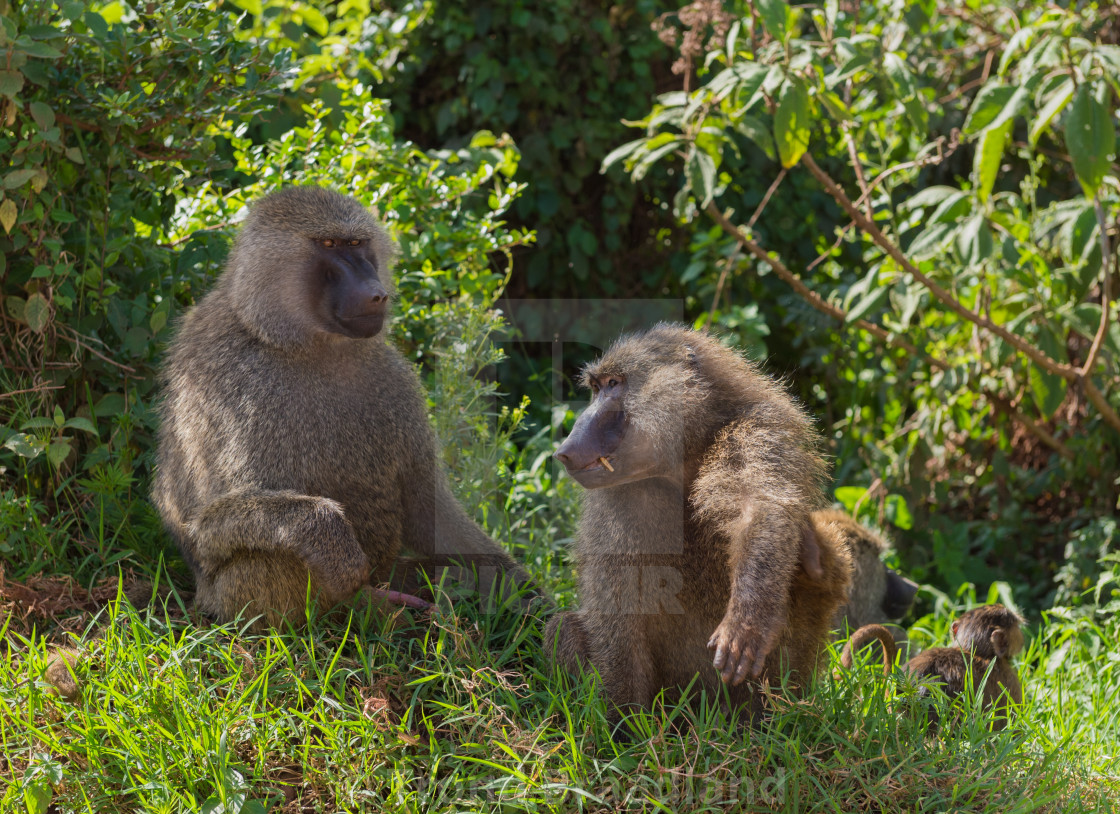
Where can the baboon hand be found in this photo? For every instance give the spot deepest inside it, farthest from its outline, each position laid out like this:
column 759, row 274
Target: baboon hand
column 740, row 648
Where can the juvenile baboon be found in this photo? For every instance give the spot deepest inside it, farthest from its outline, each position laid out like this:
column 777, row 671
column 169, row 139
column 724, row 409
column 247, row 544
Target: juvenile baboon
column 986, row 636
column 701, row 475
column 878, row 593
column 295, row 445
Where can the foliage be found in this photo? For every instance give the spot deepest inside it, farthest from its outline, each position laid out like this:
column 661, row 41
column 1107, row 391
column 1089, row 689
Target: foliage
column 458, row 713
column 558, row 77
column 983, row 283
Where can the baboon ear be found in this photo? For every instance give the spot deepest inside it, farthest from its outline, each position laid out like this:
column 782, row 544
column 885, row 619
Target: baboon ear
column 999, row 644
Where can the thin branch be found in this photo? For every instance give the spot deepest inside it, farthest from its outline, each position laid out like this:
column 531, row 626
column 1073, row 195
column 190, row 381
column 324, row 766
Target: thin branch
column 77, row 340
column 770, row 193
column 1034, row 428
column 893, row 339
column 1094, row 349
column 806, row 293
column 858, row 166
column 1034, row 354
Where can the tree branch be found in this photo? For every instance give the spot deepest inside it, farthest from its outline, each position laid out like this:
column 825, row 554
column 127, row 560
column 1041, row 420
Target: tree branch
column 1034, row 354
column 893, row 339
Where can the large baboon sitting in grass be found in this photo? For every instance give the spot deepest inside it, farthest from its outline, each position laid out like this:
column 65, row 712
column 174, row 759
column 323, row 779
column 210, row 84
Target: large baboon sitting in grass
column 295, row 451
column 696, row 548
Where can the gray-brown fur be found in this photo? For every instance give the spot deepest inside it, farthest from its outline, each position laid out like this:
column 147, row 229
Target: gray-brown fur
column 289, row 450
column 986, row 636
column 879, row 596
column 865, row 636
column 693, row 543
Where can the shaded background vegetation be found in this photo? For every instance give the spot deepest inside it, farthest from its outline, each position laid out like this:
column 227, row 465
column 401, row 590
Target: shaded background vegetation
column 479, row 131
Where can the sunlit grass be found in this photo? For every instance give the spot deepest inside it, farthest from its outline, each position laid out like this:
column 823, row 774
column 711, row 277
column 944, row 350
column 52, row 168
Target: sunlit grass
column 459, row 711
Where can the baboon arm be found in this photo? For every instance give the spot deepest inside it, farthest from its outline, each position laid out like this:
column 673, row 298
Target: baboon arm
column 314, row 529
column 763, row 551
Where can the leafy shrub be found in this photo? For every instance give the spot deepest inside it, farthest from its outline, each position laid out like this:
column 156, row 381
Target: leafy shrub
column 979, row 198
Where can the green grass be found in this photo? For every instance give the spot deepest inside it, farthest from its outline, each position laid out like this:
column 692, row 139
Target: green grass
column 459, row 712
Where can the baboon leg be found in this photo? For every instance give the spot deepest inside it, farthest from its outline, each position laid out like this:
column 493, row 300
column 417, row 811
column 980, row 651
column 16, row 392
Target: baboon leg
column 566, row 643
column 270, row 586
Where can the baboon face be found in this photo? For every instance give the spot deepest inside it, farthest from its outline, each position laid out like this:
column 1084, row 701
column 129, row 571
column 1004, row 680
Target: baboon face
column 989, row 630
column 345, row 287
column 643, row 391
column 311, row 261
column 598, row 451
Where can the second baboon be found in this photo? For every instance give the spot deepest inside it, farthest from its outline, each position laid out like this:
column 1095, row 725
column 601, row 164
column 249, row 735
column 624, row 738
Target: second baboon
column 986, row 637
column 878, row 595
column 295, row 449
column 701, row 475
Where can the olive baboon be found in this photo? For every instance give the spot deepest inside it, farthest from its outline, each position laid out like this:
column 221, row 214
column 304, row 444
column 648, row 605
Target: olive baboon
column 701, row 475
column 295, row 445
column 878, row 593
column 986, row 636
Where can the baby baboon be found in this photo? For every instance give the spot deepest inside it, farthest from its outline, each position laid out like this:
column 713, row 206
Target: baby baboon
column 701, row 476
column 986, row 636
column 878, row 593
column 295, row 445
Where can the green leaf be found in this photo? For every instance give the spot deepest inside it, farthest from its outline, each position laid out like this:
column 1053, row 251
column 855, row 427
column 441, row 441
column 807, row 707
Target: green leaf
column 18, row 178
column 58, row 450
column 974, row 241
column 25, row 446
column 757, row 131
column 78, row 423
column 897, row 513
column 849, row 496
column 40, row 49
column 1013, row 108
column 1090, row 137
column 988, row 104
column 37, row 795
column 791, row 122
column 252, row 7
column 1053, row 106
column 8, row 214
column 37, row 311
column 930, row 196
column 987, row 159
column 931, row 240
column 702, row 177
column 11, row 83
column 619, row 152
column 773, row 13
column 868, row 303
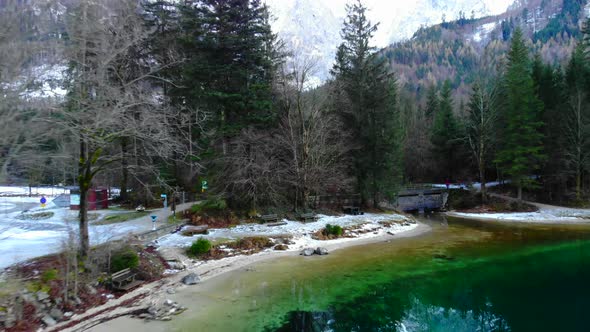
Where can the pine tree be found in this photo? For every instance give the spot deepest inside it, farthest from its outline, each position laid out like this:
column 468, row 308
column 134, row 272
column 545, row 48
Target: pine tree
column 521, row 153
column 577, row 119
column 229, row 67
column 481, row 125
column 432, row 102
column 370, row 113
column 446, row 136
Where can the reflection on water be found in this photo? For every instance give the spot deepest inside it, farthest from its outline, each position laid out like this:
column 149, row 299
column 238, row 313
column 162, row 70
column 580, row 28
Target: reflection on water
column 428, row 318
column 462, row 276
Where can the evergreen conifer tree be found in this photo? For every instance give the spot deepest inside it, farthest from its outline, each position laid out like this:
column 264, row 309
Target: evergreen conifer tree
column 446, row 131
column 521, row 152
column 371, row 114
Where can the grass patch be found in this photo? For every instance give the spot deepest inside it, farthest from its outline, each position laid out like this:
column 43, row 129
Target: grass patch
column 212, row 205
column 178, row 219
column 118, row 218
column 199, row 247
column 35, row 215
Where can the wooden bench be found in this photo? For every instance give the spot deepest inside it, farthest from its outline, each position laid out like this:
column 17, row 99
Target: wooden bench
column 354, row 210
column 280, row 223
column 305, row 217
column 124, row 280
column 269, row 218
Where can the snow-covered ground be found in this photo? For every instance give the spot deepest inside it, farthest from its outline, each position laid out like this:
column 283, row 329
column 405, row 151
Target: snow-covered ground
column 301, row 232
column 543, row 215
column 22, row 239
column 37, row 191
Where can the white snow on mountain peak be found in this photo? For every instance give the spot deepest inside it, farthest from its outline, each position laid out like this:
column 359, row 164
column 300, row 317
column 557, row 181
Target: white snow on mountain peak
column 312, row 27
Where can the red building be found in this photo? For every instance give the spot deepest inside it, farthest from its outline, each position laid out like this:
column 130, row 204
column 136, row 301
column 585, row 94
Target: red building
column 97, row 199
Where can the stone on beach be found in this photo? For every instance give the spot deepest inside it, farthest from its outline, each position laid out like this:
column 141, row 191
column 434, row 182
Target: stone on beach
column 191, row 279
column 307, row 252
column 321, row 251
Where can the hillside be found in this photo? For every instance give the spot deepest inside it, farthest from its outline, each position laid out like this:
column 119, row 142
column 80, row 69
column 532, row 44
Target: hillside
column 463, row 49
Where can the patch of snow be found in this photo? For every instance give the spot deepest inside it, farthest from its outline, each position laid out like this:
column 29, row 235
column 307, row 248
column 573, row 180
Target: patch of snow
column 483, row 31
column 24, row 191
column 541, row 216
column 25, row 239
column 300, row 232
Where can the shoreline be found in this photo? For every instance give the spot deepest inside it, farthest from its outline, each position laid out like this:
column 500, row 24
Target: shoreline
column 518, row 218
column 113, row 316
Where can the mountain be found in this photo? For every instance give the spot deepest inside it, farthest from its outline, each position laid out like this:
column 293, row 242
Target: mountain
column 312, row 28
column 464, row 49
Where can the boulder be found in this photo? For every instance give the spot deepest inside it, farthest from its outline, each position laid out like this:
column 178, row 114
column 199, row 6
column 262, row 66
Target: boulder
column 191, row 279
column 9, row 320
column 175, row 265
column 321, row 251
column 47, row 320
column 307, row 252
column 41, row 296
column 56, row 314
column 91, row 290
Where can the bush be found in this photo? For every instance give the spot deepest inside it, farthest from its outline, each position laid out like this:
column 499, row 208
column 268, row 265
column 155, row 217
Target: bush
column 199, row 247
column 210, row 205
column 463, row 199
column 124, row 259
column 255, row 242
column 49, row 275
column 333, row 230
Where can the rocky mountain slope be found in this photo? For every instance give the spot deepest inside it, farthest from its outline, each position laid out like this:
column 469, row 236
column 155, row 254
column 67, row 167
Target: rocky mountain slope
column 312, row 28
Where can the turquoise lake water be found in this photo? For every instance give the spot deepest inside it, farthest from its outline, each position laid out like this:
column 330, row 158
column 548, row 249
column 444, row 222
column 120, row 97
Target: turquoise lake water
column 461, row 276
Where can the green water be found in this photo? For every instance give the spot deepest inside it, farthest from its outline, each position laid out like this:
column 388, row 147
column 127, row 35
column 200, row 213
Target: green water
column 461, row 276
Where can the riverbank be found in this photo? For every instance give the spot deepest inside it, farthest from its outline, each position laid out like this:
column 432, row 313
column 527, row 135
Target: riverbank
column 114, row 315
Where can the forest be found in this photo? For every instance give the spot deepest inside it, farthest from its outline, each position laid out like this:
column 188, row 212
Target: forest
column 160, row 96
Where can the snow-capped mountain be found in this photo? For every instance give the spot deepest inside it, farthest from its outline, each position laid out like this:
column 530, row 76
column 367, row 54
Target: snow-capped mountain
column 312, row 27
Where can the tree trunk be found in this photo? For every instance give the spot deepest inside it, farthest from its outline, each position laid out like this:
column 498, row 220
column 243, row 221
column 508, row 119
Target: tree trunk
column 482, row 179
column 578, row 184
column 124, row 170
column 84, row 183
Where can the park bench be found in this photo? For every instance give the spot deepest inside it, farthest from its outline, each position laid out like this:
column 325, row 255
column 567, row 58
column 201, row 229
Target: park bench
column 269, row 218
column 305, row 217
column 354, row 210
column 280, row 223
column 124, row 280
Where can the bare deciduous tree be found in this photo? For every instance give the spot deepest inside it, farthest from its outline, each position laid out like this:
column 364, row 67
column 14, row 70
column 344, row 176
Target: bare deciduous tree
column 481, row 127
column 111, row 96
column 310, row 135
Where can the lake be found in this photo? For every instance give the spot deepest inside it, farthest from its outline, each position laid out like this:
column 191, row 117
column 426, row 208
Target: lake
column 462, row 276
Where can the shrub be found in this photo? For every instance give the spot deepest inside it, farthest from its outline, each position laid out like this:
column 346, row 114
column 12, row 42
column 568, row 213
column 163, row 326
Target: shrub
column 126, row 258
column 255, row 242
column 333, row 230
column 49, row 275
column 210, row 205
column 199, row 247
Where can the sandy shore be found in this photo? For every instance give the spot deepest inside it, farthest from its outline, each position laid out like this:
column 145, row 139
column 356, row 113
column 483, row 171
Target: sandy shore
column 539, row 217
column 113, row 316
────────────────────
• _DIRECTIONS_: Write out everything in the entries from the line containing "Where can the bush" down to the line containing "column 160, row 96", both lines included, with no changes.

• _RESULT FOR THIS TASK_:
Where can the bush be found in this photo? For every instance give the spot deepest inside it, farthest from its outline, each position laid out like this:
column 499, row 208
column 268, row 265
column 155, row 217
Target: bush
column 199, row 247
column 210, row 205
column 463, row 199
column 124, row 259
column 255, row 242
column 49, row 275
column 333, row 230
Where can the rocky mountain slope be found in this photo? For every instance give the spot deepest inside it, farthest from its outline, each position laid out like this:
column 469, row 236
column 155, row 254
column 67, row 167
Target: rocky mountain slope
column 312, row 28
Where can the turquoise lake water be found in this photo? For every instance give the spot deepest inside it, farthest from its outline, each position laid out like this:
column 330, row 158
column 548, row 249
column 444, row 222
column 120, row 97
Target: turquoise lake water
column 461, row 276
Where can the green water be found in this photo? For every instance give the spot deepest inside it, farthest from its outline, each position laid out like this:
column 388, row 147
column 127, row 35
column 200, row 213
Target: green water
column 461, row 276
Where can the riverbank be found in this photo? For every instance give the spot deepest inside it, farthest from its outline, each position laid out like this:
column 432, row 313
column 527, row 135
Target: riverbank
column 114, row 315
Where can the forest be found in this photo? For every instance give the spot deepest inside it, farthest from its outline, each position laid out like this:
column 188, row 212
Target: forest
column 160, row 96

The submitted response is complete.